_GIVEN TASK A_.
How many lines in the rows contain the word "cereal"? Reply with the number alone.

_QUOTED PASSAGE_.
- - - - -

College applications are some of the most stressful activities that students endure. You have to take SATs, excel in school with a strong GPA, ask for letters of recommendation, and ultimately write that college essay. Many people gloss over this portion of the application, thinking it the most unimportant. However, it is your only time to shine as yourself. Your personality will come through. So, it is better to write the best essay you can, otherwise, committees might second-guess your top scores or glowing letters of recommendation. Here is list of common errors we have found while editing college application essays.

  1. Reiteration of Resume
    • Explanation: Students sometimes re-write their resume in their essay. The problem is that it takes up so much space and doesn't tell them anything new. The committee already has your resume in front of them. They don't want to read it in prose. They want to hear something new.
    • Fix: Look at your essay and if all of it can be found on your resume, then find a new story and tell it to them. Mainly write about experiences that cannot be found on your resume.
  2. Reiteration of Grades/Scores
    • Explanation: Students also praise themselves in their essays for strong grades and scores. Do not do so. Again, the committee already has your scores written elsewhere in the application.
    • Fix: Go through the essay and take out excessive discussion of your academic achievements. You can mention your GPA if you want to, but it is not necessary. The committee wants to know YOU as a person, not you as a grade-making machine.
  3. Excessive Praise (Brown-nosing)
    • Explanation: While schools love to hear praise about themselves, they already know how amazing they are. They want to hear how amazing YOU are. They will think you have little substance or little self-praise if all you do is worship them.
    • Fix: Look through your essay solely for brown-nosing. While it is important to show a school why you want to go there, ways exist to do so without looking too one-sided.
  4. Lack of Personal Growth
    • Explanation: If your essay is simply about thing you have done, without any personal growth or change, you have not thought through the question long enough. Schools want to see how you have changed from people you have met and experiences you have had.
    • Fix: If you are frustrated and feel you have never changed, then just make it up. You have inevitably changed somewhat from year to year. Find someone in your life and create a growth. It will be hard, but it is better than not showing any sort of intellectual and/or personal exploration.
  5. Doubt/Attention to Weaknesses
    • Explanation: Most students have one thing that is less than stellar on their applications (be it SATs, GPA, lack of extra-curricular activities). Do not draw attention to this weakness in this essay. There will be other places on the application to explain a weakness.
    • Fix: Read your essay solely for weakness and take them out!
  6. Spelling errors/Typos
    • Explanation: Typos and spelling mistakes can ruin your entire essay, flawless as it may read. You don't want committees thinking you can't spell well enough to get into their school.

- - - - -

Stored dataset items
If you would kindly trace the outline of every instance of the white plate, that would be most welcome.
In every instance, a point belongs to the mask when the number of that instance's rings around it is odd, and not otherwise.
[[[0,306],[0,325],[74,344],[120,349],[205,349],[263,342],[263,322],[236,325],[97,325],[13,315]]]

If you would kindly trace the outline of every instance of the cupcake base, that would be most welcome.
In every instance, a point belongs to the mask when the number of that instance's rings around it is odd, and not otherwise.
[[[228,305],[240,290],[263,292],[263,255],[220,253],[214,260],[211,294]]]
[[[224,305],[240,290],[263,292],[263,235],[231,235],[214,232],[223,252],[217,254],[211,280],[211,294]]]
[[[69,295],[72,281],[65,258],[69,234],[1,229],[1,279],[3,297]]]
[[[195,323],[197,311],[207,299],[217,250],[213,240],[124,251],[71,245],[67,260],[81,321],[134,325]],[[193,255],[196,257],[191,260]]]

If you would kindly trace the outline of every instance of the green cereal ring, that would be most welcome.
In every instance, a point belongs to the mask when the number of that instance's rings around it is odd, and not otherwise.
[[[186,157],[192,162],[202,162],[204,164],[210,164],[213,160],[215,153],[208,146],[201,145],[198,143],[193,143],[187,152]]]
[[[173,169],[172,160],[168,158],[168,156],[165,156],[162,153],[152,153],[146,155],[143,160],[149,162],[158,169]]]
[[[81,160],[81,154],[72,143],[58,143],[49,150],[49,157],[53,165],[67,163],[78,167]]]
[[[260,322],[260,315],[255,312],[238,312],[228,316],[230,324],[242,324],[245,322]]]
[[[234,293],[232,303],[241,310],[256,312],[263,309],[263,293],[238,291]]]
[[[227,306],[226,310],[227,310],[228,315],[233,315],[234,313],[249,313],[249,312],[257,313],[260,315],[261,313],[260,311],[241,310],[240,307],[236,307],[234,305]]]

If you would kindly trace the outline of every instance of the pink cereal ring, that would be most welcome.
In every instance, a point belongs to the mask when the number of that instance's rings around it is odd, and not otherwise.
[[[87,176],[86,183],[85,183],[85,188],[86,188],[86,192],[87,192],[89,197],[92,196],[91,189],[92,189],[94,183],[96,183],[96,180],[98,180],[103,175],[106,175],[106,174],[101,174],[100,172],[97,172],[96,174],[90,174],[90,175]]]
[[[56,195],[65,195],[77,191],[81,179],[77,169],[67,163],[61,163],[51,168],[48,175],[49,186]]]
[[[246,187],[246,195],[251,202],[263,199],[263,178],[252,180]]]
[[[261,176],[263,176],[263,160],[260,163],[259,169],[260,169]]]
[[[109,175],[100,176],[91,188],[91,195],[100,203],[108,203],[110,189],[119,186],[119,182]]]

- - - - -

_GIVEN TASK B_.
Output the passage on college essay errors word for word, starting with "3. Excessive Praise" and going on through "is worship them.".

_WORKED ANSWER A_.
2

_WORKED ANSWER B_.
3. Excessive Praise (Brown-nosing)
    • Explanation: While schools love to hear praise about themselves, they already know how amazing they are. They want to hear how amazing YOU are. They will think you have little substance or little self-praise if all you do is worship them.